= What you are asked to do =
Convert the data below into a JSON list of strings, one string per line, omitting any blank lines.

= Information supplied =
· · · ·
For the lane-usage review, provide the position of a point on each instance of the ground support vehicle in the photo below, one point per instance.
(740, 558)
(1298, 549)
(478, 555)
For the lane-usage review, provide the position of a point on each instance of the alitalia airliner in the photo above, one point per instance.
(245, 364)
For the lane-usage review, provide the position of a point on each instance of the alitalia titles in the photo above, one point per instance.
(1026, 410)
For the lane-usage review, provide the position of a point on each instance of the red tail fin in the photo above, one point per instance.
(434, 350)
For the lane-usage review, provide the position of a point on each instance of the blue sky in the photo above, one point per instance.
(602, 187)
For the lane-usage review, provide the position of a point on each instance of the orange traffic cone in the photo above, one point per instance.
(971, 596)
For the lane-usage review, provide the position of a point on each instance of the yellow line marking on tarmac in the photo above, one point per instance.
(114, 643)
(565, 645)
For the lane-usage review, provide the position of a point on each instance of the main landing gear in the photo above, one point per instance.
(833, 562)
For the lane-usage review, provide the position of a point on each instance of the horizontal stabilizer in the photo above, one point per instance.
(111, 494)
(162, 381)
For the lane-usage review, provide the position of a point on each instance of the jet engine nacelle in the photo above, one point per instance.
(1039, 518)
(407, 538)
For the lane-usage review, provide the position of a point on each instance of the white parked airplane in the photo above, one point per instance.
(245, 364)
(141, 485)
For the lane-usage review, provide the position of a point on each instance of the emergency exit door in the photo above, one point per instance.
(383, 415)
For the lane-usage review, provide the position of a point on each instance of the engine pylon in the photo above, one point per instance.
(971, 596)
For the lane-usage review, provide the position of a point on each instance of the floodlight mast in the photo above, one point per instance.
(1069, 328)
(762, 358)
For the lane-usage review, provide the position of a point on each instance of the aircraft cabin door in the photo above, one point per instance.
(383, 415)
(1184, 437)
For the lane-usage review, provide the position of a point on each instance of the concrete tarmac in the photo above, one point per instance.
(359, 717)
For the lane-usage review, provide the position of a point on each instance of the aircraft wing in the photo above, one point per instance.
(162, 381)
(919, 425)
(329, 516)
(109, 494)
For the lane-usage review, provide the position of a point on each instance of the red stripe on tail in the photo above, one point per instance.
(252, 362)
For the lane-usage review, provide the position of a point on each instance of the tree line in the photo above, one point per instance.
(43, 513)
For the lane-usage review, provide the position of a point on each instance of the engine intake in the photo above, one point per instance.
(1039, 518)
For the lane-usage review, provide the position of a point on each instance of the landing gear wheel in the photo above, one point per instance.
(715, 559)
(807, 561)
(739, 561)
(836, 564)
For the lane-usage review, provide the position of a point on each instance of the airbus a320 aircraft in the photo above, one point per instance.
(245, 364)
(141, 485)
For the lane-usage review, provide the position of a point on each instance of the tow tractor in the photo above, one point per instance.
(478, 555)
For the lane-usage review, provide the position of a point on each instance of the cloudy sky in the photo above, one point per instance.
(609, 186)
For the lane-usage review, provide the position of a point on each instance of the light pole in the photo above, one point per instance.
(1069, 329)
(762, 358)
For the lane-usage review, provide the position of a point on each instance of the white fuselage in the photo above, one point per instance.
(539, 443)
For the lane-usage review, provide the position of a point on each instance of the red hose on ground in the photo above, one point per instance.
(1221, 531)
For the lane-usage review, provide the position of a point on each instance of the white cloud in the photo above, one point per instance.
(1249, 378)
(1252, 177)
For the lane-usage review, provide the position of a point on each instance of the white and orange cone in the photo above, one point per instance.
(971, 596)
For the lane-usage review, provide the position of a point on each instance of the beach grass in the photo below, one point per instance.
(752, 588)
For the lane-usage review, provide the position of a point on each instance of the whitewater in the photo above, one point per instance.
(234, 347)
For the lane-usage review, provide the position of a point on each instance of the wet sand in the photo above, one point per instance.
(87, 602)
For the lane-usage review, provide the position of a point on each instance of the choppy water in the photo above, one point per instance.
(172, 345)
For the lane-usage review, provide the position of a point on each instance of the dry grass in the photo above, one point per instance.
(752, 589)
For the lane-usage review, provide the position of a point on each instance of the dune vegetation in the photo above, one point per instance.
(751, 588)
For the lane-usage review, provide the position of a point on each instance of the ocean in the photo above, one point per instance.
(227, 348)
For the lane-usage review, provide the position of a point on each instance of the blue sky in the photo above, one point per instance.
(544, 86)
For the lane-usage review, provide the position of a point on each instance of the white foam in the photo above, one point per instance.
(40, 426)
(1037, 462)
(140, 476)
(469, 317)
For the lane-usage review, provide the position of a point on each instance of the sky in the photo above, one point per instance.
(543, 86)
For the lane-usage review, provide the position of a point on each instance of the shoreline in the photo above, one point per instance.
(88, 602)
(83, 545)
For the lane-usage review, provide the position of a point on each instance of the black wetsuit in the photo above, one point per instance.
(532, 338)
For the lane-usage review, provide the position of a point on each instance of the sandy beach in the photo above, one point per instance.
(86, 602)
· · · ·
= The reply =
[
  "For the lane-usage review, provide the position of a point on each instance of the ground support vehicle in the photo below, one point per instance.",
  "(740, 558)",
  "(1298, 549)",
  "(478, 555)",
  "For the lane-usage review, provide the position of a point on each instance of the alitalia airliner in the photo above, one point per instance.",
  "(245, 364)",
  "For the lane-usage review, provide the position of a point on each instance of the alitalia titles in the photo above, one point per instance.",
  "(1026, 410)",
  "For the lane-usage review, provide the position of a point on each instance of the red tail fin in the photo above, one point per instance.",
  "(434, 350)",
  "For the lane-usage review, provide the position of a point on each instance of the blue sky in the photo above, one point per instance.",
  "(602, 187)",
  "For the lane-usage review, provide the position of a point on each instance of the orange traffic cone in the photo above, one point per instance.",
  "(971, 596)",
  "For the lane-usage review, provide the position of a point on each instance of the yellow line marking on tarmac in the photo above, one point per instance.",
  "(114, 643)",
  "(565, 645)",
  "For the lane-usage review, provide the position of a point on each instance of the main landing gear in the photo above, one point per instance.",
  "(833, 562)",
  "For the lane-usage review, provide the position of a point on each instance of the horizontal stabilizer in the photo above, one point per instance.",
  "(111, 494)",
  "(162, 381)",
  "For the lane-usage review, provide the position of a point on each instance of the jet engine nacelle in the photo above, one point per instance.",
  "(1039, 518)",
  "(407, 538)",
  "For the lane-usage review, provide the position of a point on each instance of the white parked airplane in the photo above, one point per instance.",
  "(245, 364)",
  "(141, 485)",
  "For the lane-usage review, provide the position of a point on each instance of the emergency exit door in the photo above, one point per instance.",
  "(383, 415)",
  "For the lane-usage review, provide the position of a point on each instance of the engine pylon in the photo above, one point per instance.",
  "(971, 596)",
  "For the lane-usage review, provide the position of a point on each instance of the floodlight mast in the photo above, one point per instance.",
  "(1069, 328)",
  "(762, 358)",
  "For the lane-usage review, provide the position of a point on each instance of the aircraft cabin door in the photo above, one point per instance.",
  "(383, 415)",
  "(1184, 437)",
  "For the lane-usage review, provide the position of a point on each instance of the concrete tarmac in the photo above, one point per instance.",
  "(359, 717)",
  "For the lane-usage review, provide the position of a point on each instance of the aircraft wing in the photo above, one point per instance.",
  "(162, 381)",
  "(919, 425)",
  "(329, 516)",
  "(109, 494)",
  "For the lane-usage review, provide the position of a point on each instance of the red stripe on tail in the photo above, one point per instance.",
  "(252, 362)",
  "For the lane-usage review, provide the position of a point on each instance of the tree line in the photo above, one point per instance.",
  "(43, 513)",
  "For the lane-usage review, provide the position of a point on each instance of the engine intake in the photo above, one point per instance.",
  "(1039, 518)",
  "For the lane-usage review, provide the position of a point on each instance of the landing gear wheel in the photo above, one point per instance.",
  "(715, 559)",
  "(807, 561)",
  "(739, 561)",
  "(836, 564)",
  "For the lane-usage review, provide the position of a point on each instance of the airbus a320 aircraft in the photo above, one point per instance.",
  "(245, 364)",
  "(141, 485)",
  "For the lane-usage review, provide the position of a point on each instance of the tow tractor in the photo above, one point per instance.",
  "(478, 555)",
  "For the lane-usage review, provide the position of a point on each instance of the cloudy sky in the photo above, one point per instance.",
  "(609, 186)",
  "For the lane-usage review, provide the position of a point on each instance of the light pole in the photo above, one point per instance.",
  "(1069, 329)",
  "(762, 358)",
  "For the lane-usage review, provide the position of a point on each instance of the white fuselage in the photo above, one point per instance.",
  "(539, 443)",
  "For the lane-usage review, provide the position of a point on each instance of the red hose on ground in the photo above, one point per instance.",
  "(1221, 531)",
  "For the lane-usage review, provide the position of a point on each instance of the white cloud in the photo above, one point per instance.",
  "(1249, 378)",
  "(1252, 177)",
  "For the lane-usage review, provide the position of a point on each instance of the white and orange cone in the photo above, one point per instance.",
  "(971, 596)",
  "For the lane-usage review, provide the position of a point on each instance of the beach grass in the photo below, one point per instance.",
  "(752, 588)",
  "For the lane-usage review, provide the position of a point on each instance of the whitewater in the photo above, one point per instance.",
  "(234, 347)",
  "For the lane-usage review, provide the position of a point on each instance of the wet sand in the photo above, one point per instance.",
  "(87, 602)",
  "For the lane-usage review, provide the position of a point on each instance of the choppy water in the photo above, one point per instance.",
  "(172, 345)",
  "For the lane-usage review, provide the position of a point on each instance of the dry grass in the photo above, one point per instance.",
  "(752, 589)",
  "For the lane-usage review, provide the position of a point on each instance of the dune vegetation in the photo above, one point per instance.",
  "(751, 588)",
  "For the lane-usage review, provide the position of a point on each instance of the ocean in the photo above, one point per instance.",
  "(227, 348)",
  "For the lane-usage review, provide the position of a point on each instance of the blue sky in the photo above, one point per instance.",
  "(544, 86)",
  "For the lane-usage review, provide the position of a point on each instance of the white foam in the photo above, one point per instance.",
  "(40, 426)",
  "(1037, 462)",
  "(140, 476)",
  "(469, 317)",
  "For the lane-usage review, provide the position of a point on each instance of the sky in the photo above, one point per instance.",
  "(543, 86)",
  "For the lane-usage review, provide the position of a point on each instance of the shoreline in the photo above, one point per instance.",
  "(88, 602)",
  "(83, 545)",
  "For the lane-usage review, provide the position of a point on each instance of the black wetsuit in the photo above, one point per instance.",
  "(532, 338)",
  "For the lane-usage review, provide the position of a point on each instance of the sandy beach in the photo above, one point per instance.",
  "(86, 602)"
]